What this task involves →
How many lines in the data below contain the string "black"? Reply with the number alone.

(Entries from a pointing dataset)
%%

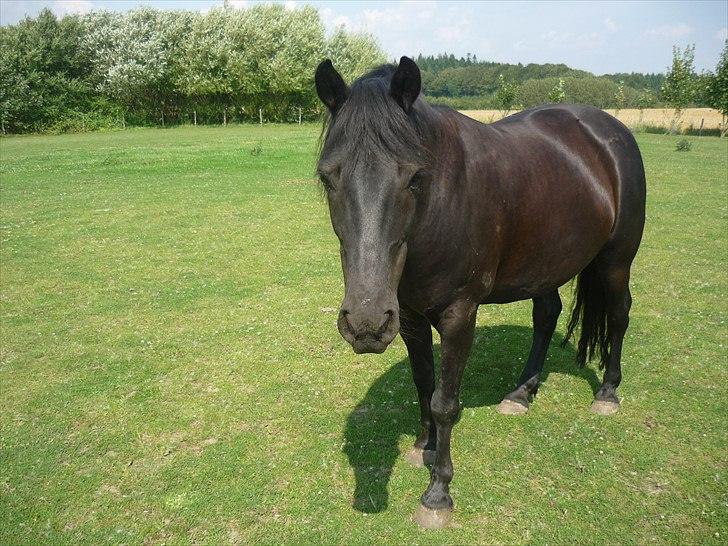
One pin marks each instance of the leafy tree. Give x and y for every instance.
(619, 97)
(353, 53)
(506, 94)
(557, 93)
(43, 75)
(718, 88)
(678, 90)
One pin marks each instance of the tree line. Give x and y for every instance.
(466, 82)
(161, 67)
(149, 66)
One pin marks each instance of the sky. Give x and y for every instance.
(601, 37)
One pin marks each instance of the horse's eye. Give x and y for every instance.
(326, 183)
(415, 183)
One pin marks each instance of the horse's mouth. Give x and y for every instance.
(369, 344)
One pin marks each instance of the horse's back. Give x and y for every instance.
(571, 182)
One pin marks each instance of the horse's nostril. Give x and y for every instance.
(387, 319)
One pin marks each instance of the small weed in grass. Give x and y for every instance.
(683, 145)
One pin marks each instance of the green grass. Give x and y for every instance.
(171, 371)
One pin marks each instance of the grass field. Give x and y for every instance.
(690, 119)
(171, 372)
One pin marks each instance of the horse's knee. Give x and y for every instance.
(444, 409)
(546, 312)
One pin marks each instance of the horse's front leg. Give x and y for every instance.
(416, 332)
(456, 326)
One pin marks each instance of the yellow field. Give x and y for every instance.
(632, 117)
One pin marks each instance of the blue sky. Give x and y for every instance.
(602, 37)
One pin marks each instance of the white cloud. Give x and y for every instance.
(332, 20)
(670, 31)
(456, 30)
(68, 7)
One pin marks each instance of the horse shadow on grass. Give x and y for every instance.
(390, 410)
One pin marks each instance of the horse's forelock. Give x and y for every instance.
(371, 122)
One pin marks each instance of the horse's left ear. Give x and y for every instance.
(406, 83)
(330, 86)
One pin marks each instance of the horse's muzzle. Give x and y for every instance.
(369, 332)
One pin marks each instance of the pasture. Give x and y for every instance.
(171, 370)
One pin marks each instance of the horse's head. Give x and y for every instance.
(372, 166)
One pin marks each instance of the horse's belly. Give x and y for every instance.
(540, 260)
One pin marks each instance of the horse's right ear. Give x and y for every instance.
(330, 86)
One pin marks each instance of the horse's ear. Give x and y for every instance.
(406, 83)
(330, 86)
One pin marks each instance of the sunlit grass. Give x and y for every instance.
(171, 372)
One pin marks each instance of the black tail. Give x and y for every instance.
(589, 309)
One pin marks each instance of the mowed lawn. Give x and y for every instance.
(171, 370)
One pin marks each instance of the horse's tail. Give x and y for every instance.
(589, 309)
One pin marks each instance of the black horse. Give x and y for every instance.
(437, 214)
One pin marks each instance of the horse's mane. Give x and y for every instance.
(370, 121)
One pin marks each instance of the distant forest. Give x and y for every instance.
(466, 82)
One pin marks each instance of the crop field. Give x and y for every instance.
(690, 119)
(171, 373)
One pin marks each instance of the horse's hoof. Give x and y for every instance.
(427, 518)
(419, 457)
(604, 407)
(509, 407)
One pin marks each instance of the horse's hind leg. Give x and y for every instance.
(618, 301)
(546, 310)
(417, 335)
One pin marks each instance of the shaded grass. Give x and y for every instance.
(171, 371)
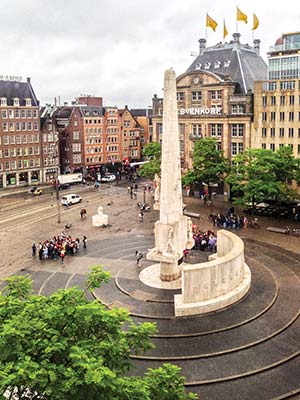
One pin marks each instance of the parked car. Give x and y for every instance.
(62, 186)
(108, 178)
(35, 191)
(70, 199)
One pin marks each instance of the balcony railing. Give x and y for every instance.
(285, 47)
(195, 136)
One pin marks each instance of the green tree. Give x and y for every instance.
(209, 164)
(260, 174)
(65, 347)
(152, 152)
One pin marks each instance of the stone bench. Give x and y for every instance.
(277, 230)
(191, 214)
(215, 284)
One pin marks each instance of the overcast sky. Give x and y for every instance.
(120, 49)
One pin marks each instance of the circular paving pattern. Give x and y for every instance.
(250, 350)
(150, 276)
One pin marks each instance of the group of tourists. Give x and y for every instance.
(204, 240)
(58, 247)
(230, 220)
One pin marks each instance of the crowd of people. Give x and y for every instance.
(58, 247)
(204, 240)
(231, 220)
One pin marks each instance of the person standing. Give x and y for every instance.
(141, 216)
(138, 256)
(84, 241)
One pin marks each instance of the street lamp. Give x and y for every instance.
(56, 157)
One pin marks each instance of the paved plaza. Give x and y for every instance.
(249, 350)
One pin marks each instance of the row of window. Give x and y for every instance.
(16, 102)
(92, 150)
(93, 140)
(19, 113)
(197, 96)
(283, 85)
(282, 115)
(89, 131)
(18, 126)
(217, 129)
(282, 100)
(112, 130)
(19, 164)
(92, 121)
(272, 146)
(281, 132)
(20, 151)
(18, 139)
(217, 64)
(236, 148)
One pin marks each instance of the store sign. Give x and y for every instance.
(200, 111)
(12, 78)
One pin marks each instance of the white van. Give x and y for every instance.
(70, 199)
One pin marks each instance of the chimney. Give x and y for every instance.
(236, 37)
(202, 43)
(256, 45)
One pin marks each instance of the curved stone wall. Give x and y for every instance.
(215, 284)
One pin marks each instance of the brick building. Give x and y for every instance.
(215, 98)
(20, 134)
(277, 100)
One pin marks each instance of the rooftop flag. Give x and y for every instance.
(225, 31)
(211, 23)
(240, 16)
(255, 22)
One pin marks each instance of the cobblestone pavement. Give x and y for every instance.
(249, 350)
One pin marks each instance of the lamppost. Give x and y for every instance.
(55, 157)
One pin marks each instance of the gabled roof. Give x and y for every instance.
(240, 62)
(92, 111)
(20, 90)
(141, 112)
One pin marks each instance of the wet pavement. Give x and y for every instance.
(250, 350)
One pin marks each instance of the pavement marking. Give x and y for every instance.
(24, 214)
(44, 284)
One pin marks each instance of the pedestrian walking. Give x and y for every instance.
(141, 216)
(138, 256)
(84, 241)
(62, 255)
(83, 213)
(33, 250)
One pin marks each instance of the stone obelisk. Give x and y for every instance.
(173, 230)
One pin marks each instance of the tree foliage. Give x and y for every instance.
(152, 152)
(260, 174)
(65, 347)
(209, 164)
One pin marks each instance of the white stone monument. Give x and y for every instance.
(173, 230)
(100, 219)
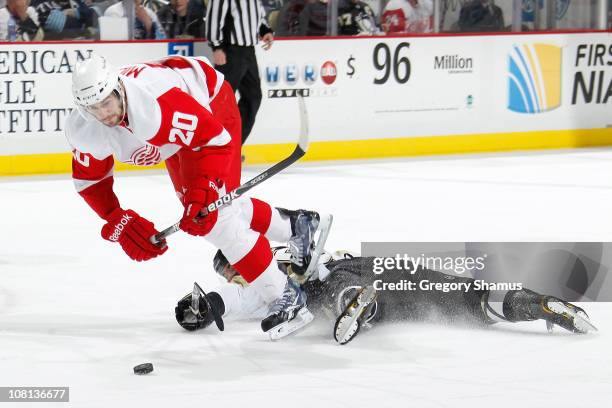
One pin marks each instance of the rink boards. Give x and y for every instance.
(366, 97)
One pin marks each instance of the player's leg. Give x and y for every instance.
(250, 93)
(249, 253)
(527, 305)
(304, 231)
(225, 109)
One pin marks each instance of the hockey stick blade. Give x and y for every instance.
(213, 310)
(298, 153)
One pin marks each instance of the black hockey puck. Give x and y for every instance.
(144, 368)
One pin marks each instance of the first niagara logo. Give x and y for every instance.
(534, 78)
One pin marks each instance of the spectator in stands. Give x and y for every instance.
(66, 19)
(313, 18)
(481, 15)
(19, 22)
(356, 18)
(288, 21)
(146, 25)
(183, 19)
(407, 16)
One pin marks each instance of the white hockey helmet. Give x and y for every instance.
(93, 79)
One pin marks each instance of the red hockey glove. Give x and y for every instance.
(133, 234)
(195, 200)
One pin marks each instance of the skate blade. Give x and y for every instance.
(582, 323)
(301, 319)
(325, 222)
(348, 324)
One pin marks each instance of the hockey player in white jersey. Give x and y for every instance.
(181, 111)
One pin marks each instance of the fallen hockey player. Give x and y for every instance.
(344, 290)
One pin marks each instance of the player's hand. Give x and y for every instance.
(219, 57)
(133, 234)
(267, 39)
(196, 199)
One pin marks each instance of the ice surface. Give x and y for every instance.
(74, 311)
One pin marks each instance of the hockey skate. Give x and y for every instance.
(528, 305)
(309, 232)
(288, 313)
(357, 313)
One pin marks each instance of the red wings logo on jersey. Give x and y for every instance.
(146, 156)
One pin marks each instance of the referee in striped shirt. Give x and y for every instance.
(234, 28)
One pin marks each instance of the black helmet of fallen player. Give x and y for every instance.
(191, 321)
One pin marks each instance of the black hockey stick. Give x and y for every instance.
(300, 150)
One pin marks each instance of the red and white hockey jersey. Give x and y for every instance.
(168, 111)
(402, 16)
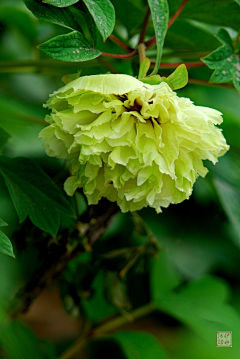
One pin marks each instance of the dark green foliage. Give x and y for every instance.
(182, 265)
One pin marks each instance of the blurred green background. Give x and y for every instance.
(195, 278)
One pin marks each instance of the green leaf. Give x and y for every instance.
(103, 14)
(4, 137)
(139, 345)
(70, 47)
(189, 42)
(201, 306)
(179, 78)
(60, 3)
(163, 277)
(34, 194)
(155, 80)
(5, 243)
(131, 14)
(224, 61)
(159, 11)
(19, 342)
(230, 198)
(63, 17)
(144, 67)
(13, 16)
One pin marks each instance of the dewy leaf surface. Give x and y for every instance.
(179, 78)
(63, 17)
(70, 47)
(5, 243)
(224, 62)
(60, 3)
(103, 14)
(159, 11)
(34, 194)
(139, 345)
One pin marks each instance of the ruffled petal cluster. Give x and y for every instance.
(134, 143)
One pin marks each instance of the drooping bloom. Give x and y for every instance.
(137, 144)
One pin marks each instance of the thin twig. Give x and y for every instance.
(143, 32)
(107, 327)
(177, 13)
(120, 43)
(95, 221)
(237, 39)
(118, 56)
(206, 83)
(166, 65)
(108, 66)
(171, 21)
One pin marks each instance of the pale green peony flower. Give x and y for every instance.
(134, 143)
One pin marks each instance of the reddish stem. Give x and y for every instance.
(177, 13)
(143, 32)
(171, 21)
(166, 65)
(120, 43)
(117, 56)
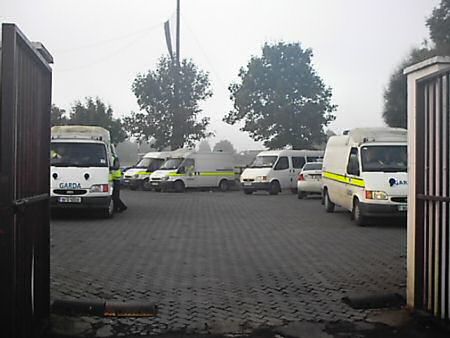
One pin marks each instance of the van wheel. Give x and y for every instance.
(356, 214)
(329, 206)
(179, 186)
(223, 185)
(274, 188)
(109, 211)
(146, 185)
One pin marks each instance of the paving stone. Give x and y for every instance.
(225, 260)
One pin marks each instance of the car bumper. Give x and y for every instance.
(86, 203)
(383, 210)
(253, 186)
(165, 185)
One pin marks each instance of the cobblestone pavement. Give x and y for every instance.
(224, 262)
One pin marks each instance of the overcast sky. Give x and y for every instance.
(100, 45)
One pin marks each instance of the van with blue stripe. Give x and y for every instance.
(365, 172)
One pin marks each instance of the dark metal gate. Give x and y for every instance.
(432, 216)
(25, 99)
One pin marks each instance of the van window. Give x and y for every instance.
(298, 162)
(353, 163)
(188, 166)
(264, 162)
(282, 164)
(67, 154)
(314, 158)
(384, 158)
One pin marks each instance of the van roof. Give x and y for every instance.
(289, 152)
(80, 132)
(367, 135)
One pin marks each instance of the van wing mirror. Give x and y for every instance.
(116, 164)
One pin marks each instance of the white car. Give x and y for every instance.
(310, 179)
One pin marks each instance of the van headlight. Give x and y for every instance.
(99, 188)
(376, 195)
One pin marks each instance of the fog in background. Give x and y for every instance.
(100, 45)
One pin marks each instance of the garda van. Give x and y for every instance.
(81, 158)
(276, 170)
(197, 170)
(365, 172)
(139, 175)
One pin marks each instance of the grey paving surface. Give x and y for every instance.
(225, 262)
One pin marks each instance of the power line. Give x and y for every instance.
(104, 42)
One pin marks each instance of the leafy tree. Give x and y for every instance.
(204, 147)
(169, 98)
(93, 112)
(439, 25)
(281, 99)
(395, 95)
(224, 146)
(57, 116)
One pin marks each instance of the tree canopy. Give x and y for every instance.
(57, 116)
(280, 98)
(169, 98)
(93, 112)
(224, 146)
(395, 95)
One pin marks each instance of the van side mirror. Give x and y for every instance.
(116, 164)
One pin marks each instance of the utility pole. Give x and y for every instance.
(178, 33)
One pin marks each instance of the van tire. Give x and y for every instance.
(179, 186)
(109, 211)
(146, 185)
(329, 206)
(356, 214)
(274, 188)
(224, 185)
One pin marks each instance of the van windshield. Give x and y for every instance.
(66, 154)
(384, 158)
(151, 163)
(264, 162)
(171, 164)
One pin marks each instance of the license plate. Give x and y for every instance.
(402, 208)
(69, 199)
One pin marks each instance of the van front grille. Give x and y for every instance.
(399, 199)
(70, 192)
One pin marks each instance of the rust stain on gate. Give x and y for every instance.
(25, 103)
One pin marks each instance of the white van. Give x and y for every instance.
(365, 172)
(275, 170)
(139, 175)
(81, 158)
(196, 170)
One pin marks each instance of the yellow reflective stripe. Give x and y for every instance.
(207, 173)
(144, 173)
(358, 182)
(218, 173)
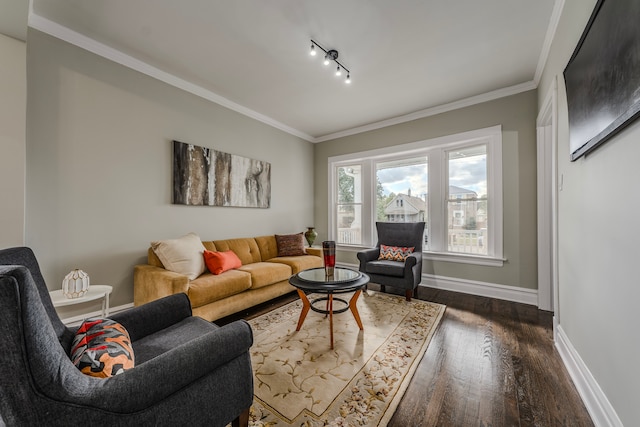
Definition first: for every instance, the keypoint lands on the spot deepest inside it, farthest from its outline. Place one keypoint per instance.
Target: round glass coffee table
(315, 280)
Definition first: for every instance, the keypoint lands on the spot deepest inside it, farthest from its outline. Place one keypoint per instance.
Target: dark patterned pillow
(395, 253)
(102, 348)
(290, 245)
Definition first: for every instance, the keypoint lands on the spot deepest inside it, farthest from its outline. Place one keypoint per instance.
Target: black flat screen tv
(602, 77)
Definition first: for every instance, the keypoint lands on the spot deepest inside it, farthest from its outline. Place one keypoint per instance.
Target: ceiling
(408, 58)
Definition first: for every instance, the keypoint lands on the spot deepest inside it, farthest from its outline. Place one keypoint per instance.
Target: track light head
(331, 55)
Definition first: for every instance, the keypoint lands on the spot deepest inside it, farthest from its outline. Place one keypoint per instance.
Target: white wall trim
(76, 320)
(467, 102)
(548, 39)
(484, 289)
(474, 287)
(63, 33)
(602, 412)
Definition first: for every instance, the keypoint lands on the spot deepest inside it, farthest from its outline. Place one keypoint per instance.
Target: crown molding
(54, 29)
(63, 33)
(467, 102)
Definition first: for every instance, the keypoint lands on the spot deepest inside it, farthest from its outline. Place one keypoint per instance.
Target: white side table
(95, 292)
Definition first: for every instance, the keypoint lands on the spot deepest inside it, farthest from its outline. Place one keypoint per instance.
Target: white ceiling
(408, 58)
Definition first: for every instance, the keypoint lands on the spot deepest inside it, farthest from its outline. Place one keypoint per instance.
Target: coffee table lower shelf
(330, 288)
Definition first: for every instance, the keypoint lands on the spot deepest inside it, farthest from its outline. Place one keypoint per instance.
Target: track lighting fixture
(331, 55)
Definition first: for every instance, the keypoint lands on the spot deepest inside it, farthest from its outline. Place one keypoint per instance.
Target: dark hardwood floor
(490, 363)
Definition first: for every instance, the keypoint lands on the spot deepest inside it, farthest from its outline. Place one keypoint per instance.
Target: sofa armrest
(314, 251)
(368, 255)
(154, 316)
(151, 283)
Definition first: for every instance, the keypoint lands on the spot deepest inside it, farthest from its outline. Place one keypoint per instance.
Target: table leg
(354, 308)
(105, 305)
(330, 300)
(305, 308)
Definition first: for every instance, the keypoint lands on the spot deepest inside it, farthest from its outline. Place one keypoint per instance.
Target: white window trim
(491, 136)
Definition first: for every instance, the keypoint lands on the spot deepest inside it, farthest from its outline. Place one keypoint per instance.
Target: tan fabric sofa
(263, 276)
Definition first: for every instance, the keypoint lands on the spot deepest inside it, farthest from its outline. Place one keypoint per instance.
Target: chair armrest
(412, 259)
(368, 255)
(150, 383)
(152, 283)
(154, 316)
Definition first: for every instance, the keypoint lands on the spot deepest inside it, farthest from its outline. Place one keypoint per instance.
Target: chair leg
(242, 420)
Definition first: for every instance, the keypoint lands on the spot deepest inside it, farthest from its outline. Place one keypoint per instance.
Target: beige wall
(598, 238)
(517, 115)
(13, 100)
(99, 171)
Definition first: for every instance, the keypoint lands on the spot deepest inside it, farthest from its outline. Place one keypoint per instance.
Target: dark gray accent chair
(187, 371)
(404, 275)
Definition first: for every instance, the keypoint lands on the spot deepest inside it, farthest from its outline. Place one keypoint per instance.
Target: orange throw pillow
(219, 262)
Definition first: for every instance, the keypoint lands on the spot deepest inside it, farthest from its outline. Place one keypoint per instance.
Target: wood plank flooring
(490, 363)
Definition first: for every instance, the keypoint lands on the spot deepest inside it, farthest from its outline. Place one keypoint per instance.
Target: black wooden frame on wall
(602, 77)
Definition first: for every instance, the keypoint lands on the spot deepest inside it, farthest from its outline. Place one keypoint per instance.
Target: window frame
(436, 150)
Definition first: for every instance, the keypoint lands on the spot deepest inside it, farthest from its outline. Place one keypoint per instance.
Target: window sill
(440, 256)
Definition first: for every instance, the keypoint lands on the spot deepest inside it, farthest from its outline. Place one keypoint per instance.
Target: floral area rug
(300, 381)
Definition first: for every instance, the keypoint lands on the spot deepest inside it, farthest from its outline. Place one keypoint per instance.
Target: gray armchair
(188, 371)
(405, 275)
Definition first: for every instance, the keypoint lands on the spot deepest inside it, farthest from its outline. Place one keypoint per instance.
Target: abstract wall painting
(207, 177)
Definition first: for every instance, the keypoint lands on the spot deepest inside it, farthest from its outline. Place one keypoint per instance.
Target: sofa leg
(242, 420)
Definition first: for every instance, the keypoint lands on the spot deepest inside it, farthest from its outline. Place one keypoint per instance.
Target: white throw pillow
(183, 255)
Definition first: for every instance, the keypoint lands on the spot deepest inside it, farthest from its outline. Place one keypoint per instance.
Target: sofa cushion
(299, 263)
(102, 348)
(268, 247)
(219, 262)
(246, 249)
(182, 255)
(266, 273)
(209, 288)
(290, 244)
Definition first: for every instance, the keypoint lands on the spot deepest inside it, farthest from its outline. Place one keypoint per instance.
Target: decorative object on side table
(329, 255)
(75, 284)
(310, 235)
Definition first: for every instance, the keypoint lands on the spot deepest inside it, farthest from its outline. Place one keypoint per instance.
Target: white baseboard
(474, 287)
(484, 289)
(76, 320)
(601, 411)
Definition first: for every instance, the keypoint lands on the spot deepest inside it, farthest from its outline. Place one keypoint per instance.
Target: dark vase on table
(329, 255)
(310, 235)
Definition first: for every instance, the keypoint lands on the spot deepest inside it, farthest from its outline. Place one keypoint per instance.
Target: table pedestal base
(306, 305)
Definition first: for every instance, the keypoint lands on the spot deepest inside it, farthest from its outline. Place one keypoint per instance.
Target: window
(452, 183)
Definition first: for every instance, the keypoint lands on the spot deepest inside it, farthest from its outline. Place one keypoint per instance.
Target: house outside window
(452, 183)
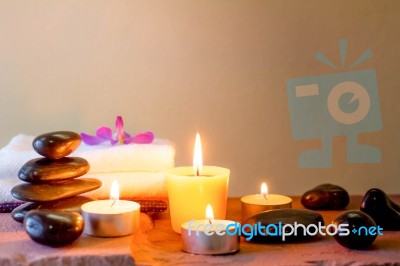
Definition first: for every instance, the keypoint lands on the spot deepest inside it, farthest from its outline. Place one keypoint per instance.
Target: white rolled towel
(105, 158)
(143, 185)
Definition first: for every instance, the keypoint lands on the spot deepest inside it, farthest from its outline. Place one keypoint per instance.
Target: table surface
(157, 244)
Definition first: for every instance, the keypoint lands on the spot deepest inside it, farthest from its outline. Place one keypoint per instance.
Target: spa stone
(54, 191)
(72, 204)
(326, 197)
(41, 170)
(382, 209)
(53, 228)
(56, 145)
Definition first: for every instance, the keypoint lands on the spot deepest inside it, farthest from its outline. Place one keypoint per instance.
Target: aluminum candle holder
(111, 218)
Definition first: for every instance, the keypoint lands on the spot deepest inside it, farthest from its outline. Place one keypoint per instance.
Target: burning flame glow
(197, 156)
(264, 190)
(114, 193)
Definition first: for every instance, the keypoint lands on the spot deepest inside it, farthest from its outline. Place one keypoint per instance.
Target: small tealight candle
(111, 218)
(254, 204)
(209, 236)
(190, 189)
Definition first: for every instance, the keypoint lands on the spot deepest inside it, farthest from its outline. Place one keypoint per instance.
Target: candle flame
(264, 190)
(197, 156)
(209, 213)
(114, 193)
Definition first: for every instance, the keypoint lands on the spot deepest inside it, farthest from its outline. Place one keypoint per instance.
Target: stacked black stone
(52, 188)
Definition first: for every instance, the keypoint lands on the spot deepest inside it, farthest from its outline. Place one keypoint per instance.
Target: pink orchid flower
(120, 136)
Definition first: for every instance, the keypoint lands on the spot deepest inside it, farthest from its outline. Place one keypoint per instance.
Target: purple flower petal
(104, 133)
(143, 138)
(91, 140)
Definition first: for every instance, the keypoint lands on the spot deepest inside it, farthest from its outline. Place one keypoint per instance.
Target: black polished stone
(72, 204)
(53, 228)
(382, 209)
(56, 145)
(42, 170)
(277, 219)
(354, 237)
(54, 191)
(326, 197)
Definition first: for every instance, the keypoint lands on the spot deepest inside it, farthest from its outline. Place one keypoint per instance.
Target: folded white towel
(155, 157)
(131, 185)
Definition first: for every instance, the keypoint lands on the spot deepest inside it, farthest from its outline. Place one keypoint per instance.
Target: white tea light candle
(111, 218)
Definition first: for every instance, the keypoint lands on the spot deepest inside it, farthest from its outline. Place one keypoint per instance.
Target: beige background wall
(217, 67)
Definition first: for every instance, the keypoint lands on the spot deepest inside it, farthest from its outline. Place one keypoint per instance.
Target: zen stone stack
(51, 181)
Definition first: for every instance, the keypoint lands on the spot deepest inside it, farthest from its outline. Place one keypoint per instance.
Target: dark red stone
(56, 145)
(42, 170)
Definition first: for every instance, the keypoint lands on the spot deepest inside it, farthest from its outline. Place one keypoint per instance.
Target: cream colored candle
(254, 204)
(191, 189)
(189, 195)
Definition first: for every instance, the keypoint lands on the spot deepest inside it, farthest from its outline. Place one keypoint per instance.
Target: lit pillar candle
(209, 236)
(111, 218)
(254, 204)
(190, 189)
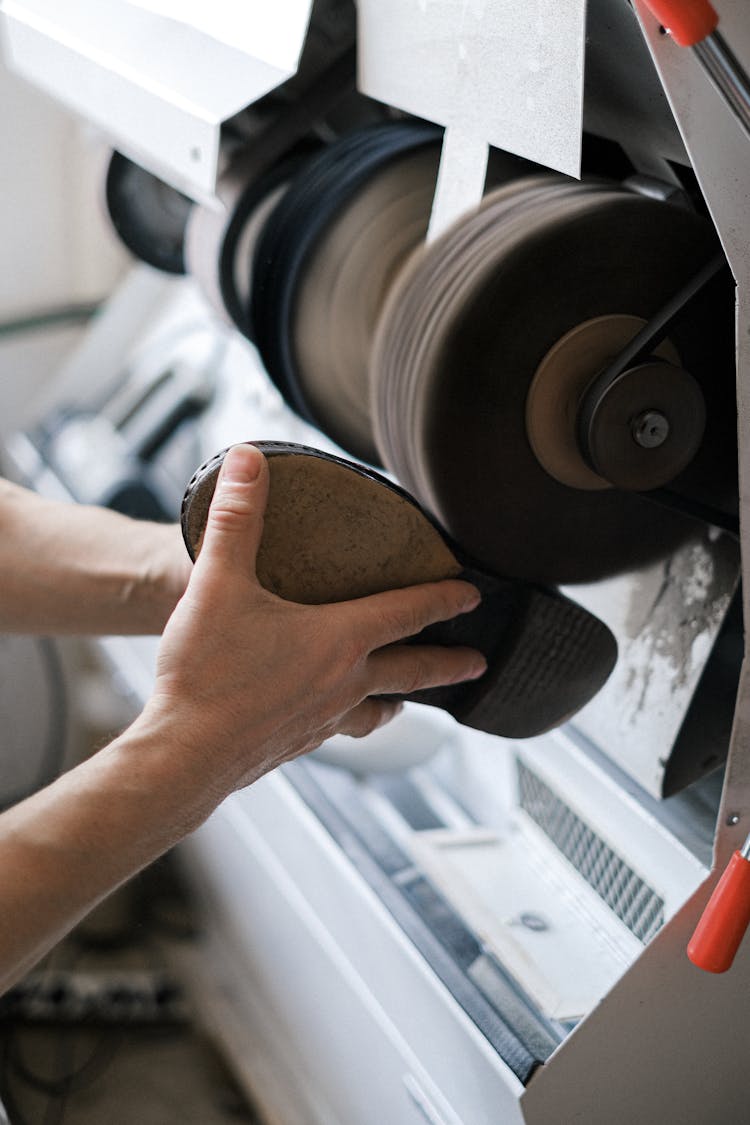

%%

Written reply →
9